Brief: Collect each line in the records below that contains the word "outline".

+-------+

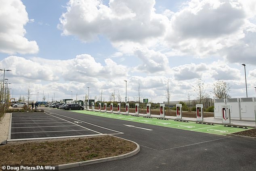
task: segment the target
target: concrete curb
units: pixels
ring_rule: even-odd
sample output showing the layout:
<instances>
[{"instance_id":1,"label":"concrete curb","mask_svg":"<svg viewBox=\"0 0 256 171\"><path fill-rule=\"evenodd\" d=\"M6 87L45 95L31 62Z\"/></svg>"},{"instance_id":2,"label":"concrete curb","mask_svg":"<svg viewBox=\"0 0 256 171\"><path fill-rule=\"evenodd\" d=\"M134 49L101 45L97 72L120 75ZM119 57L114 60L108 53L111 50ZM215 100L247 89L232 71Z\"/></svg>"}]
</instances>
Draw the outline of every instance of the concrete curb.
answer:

+-------+

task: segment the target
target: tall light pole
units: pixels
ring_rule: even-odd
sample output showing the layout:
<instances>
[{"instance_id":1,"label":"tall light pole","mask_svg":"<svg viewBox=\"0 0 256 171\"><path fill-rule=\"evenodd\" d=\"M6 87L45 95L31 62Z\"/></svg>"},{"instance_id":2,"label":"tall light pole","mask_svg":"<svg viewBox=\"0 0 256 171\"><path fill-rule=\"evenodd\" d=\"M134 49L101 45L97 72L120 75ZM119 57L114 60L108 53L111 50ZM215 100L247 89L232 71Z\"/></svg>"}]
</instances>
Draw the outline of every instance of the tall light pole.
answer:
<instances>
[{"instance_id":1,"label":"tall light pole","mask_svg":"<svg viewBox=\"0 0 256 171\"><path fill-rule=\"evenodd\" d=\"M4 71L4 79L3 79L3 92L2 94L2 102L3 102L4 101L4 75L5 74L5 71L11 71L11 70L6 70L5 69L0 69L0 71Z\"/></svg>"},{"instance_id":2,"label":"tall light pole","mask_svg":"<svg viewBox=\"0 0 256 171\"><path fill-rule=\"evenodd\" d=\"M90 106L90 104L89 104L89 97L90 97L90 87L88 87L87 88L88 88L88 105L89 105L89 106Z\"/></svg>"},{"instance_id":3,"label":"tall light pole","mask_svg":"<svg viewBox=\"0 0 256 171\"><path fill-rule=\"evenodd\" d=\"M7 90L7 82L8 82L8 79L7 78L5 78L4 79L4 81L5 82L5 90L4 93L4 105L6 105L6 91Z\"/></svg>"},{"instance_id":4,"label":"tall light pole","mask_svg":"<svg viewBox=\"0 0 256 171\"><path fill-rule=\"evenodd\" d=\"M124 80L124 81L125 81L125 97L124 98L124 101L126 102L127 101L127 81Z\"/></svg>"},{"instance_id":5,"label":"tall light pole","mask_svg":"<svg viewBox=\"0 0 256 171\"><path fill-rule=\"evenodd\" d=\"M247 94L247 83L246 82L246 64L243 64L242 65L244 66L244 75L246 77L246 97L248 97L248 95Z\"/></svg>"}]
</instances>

+-------+

Exercise solution:
Draw the outline of every instance of the concrete curb.
Draw the outline of every instance of the tall light pole.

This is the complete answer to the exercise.